What to do
Set down each record that follows exactly. Drop the images.

Data under study

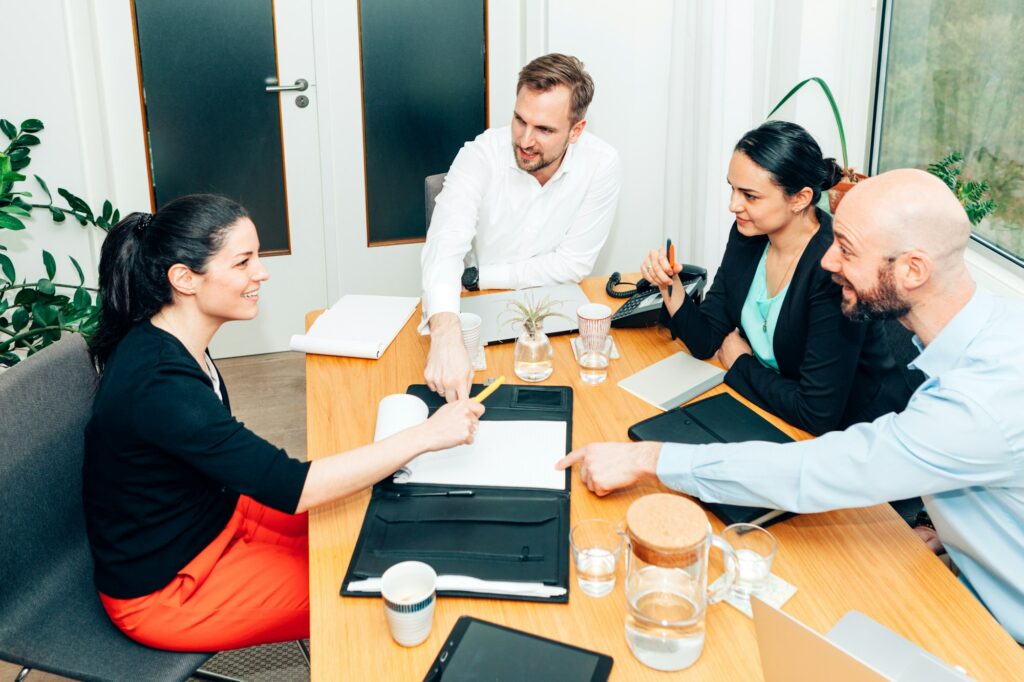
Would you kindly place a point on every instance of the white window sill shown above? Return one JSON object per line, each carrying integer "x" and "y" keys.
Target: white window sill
{"x": 994, "y": 272}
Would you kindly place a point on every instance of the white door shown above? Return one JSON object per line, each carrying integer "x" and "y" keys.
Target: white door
{"x": 298, "y": 280}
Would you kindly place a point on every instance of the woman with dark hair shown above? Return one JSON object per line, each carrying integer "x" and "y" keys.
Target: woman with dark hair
{"x": 772, "y": 316}
{"x": 198, "y": 525}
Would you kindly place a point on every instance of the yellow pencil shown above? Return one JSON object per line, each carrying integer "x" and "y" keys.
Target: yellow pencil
{"x": 489, "y": 389}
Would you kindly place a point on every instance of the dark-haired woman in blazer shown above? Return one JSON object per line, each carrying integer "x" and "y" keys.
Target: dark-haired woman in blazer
{"x": 772, "y": 315}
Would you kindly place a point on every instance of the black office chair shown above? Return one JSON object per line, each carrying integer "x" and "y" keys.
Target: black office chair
{"x": 51, "y": 616}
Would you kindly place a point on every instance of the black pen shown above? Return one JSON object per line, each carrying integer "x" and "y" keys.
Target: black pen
{"x": 445, "y": 494}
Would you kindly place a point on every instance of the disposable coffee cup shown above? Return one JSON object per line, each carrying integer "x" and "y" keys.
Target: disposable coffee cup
{"x": 409, "y": 592}
{"x": 471, "y": 324}
{"x": 594, "y": 320}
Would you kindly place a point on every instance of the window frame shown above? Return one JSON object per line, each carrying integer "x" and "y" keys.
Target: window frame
{"x": 875, "y": 141}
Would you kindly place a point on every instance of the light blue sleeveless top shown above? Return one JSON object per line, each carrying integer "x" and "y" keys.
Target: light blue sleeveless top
{"x": 760, "y": 314}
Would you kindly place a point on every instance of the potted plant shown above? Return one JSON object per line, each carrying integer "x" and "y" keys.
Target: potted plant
{"x": 850, "y": 176}
{"x": 971, "y": 195}
{"x": 534, "y": 354}
{"x": 34, "y": 314}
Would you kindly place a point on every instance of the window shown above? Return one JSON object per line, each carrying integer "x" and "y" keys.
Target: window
{"x": 951, "y": 78}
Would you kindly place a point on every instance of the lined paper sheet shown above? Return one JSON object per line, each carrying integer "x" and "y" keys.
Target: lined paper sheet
{"x": 357, "y": 326}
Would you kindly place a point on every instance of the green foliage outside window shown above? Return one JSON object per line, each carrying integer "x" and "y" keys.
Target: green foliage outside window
{"x": 954, "y": 81}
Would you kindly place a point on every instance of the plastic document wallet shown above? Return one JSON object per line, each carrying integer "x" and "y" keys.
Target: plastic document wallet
{"x": 718, "y": 419}
{"x": 497, "y": 534}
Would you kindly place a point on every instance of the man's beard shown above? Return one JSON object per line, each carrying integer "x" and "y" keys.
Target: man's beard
{"x": 883, "y": 302}
{"x": 540, "y": 164}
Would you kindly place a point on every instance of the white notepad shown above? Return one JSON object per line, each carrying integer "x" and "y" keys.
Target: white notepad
{"x": 506, "y": 454}
{"x": 675, "y": 380}
{"x": 356, "y": 326}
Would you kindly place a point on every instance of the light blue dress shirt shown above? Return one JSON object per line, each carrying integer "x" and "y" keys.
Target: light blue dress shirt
{"x": 960, "y": 443}
{"x": 760, "y": 315}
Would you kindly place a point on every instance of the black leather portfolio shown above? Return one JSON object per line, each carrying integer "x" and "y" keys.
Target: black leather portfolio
{"x": 718, "y": 419}
{"x": 488, "y": 533}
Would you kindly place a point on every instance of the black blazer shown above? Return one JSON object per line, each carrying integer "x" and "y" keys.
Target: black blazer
{"x": 832, "y": 372}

Reply to the exercise
Would you kindly place a point on every instance of the white window sill shown above? Return one JSON object per line, each carrying integer "x" and "y" keys.
Target: white window sill
{"x": 994, "y": 272}
Would you kindly place a point on every instance of the white door shown above? Return one JSON object per line, each carrying integer "x" and "y" keys.
Target: white door
{"x": 298, "y": 280}
Would you kindly place a point on every instance of the woman with dark hair shown above? Return one JSON object per line, each carrying integer "x" and "y" keys.
Target: woman with dark hair
{"x": 772, "y": 316}
{"x": 198, "y": 525}
Would you kindly place a point on every instance of the yellow pencil shown above? Return one JSON object per line, each carrying integer "x" and "y" keys.
Target: yellow pencil
{"x": 489, "y": 389}
Would you kindly place a point on every instance of the dark-haired woman in blazer shown above? Return one JSON object per line, each carrying integer "x" and "y" keys.
Target: dark-haired woman in blazer
{"x": 772, "y": 315}
Would you kindly place a point on every instance of the black office chair shown above? Return one JSON object per line, each carrying integer "x" and "y" keys.
Target: black office chair
{"x": 51, "y": 616}
Would you kindly place a point on every instance of the black pen shown above? Return one JSON object per line, each carrying integer "x" and "y" keys.
Target: black pen
{"x": 445, "y": 494}
Would you kindly place a point on every instance of the disposable coffee cup shown above? Return one JSON object per line, each carrying integer "x" and "y" keys.
Target: disposable coffee cup
{"x": 409, "y": 592}
{"x": 471, "y": 324}
{"x": 594, "y": 320}
Would you kindly place a point on every instance of the window frame shown above? Return one JSON object per line, each carrying integer "x" and "y" keys.
Target: window frame
{"x": 875, "y": 141}
Would you kindly place a point on every instance of the light blue sleeveless top shown above? Return one JSON object per line, each carrying integer "x" and "y" keys.
Target: light blue sleeveless top
{"x": 760, "y": 314}
Would you kindly place a point on every instance of the potted plant shown above? Return one JSON object per line, each carrying integer "x" and "y" keys.
Target: potted plant
{"x": 850, "y": 176}
{"x": 971, "y": 195}
{"x": 534, "y": 354}
{"x": 34, "y": 314}
Would you kindly place a point on every instance of the window shown above? Return one JSON object per line, each carrying integer "x" and "y" keys.
Target: window
{"x": 951, "y": 78}
Would you kindly place a point on every instance of the lined paper sheet shown above? Return one JSON object per line, each carrying integer "x" and "y" keys.
Target: lined paper sheet
{"x": 357, "y": 326}
Would you kindly place a point on every instance of the green foliage outside window shown above? Return one JSON object per line, each carrying integer "x" and "y" keys.
Target: green foliage outside window
{"x": 954, "y": 81}
Would you kindly place a point on every instance of the plastic document wallet shown above? Return one JSON object per line, each carrying integer "x" and "y" keys.
Target: plastic document wallet
{"x": 718, "y": 419}
{"x": 497, "y": 534}
Would you kindly place a point on every instance of the man's beard shown above? Return one JSON object per line, each carrying integer "x" and "y" keys.
Target: man's beard
{"x": 883, "y": 302}
{"x": 540, "y": 164}
Would you kindly place a point on every instance of the white notepad shown above? Return one JSON object per line, each carrying integer "x" and "y" keys.
Target: white notepad
{"x": 506, "y": 454}
{"x": 675, "y": 380}
{"x": 356, "y": 326}
Would you kindly place a point on every instance of the light blue dress shirt shown above? Return one JSON object per line, each carrying integer "x" and "y" keys.
Target: light blue dress shirt
{"x": 960, "y": 443}
{"x": 760, "y": 315}
Would you kindly place a point on every instance of the black leather portfolio shown above? Return one JSON object per line, each carrying integer "x" and "y" keys.
Target: black leather portfolio
{"x": 718, "y": 419}
{"x": 488, "y": 533}
Would you kindly place a point on every instance of the black blazer shown above? Return one JSON object per line, each carrying integer "x" and "y" keys.
Target: black blazer
{"x": 832, "y": 372}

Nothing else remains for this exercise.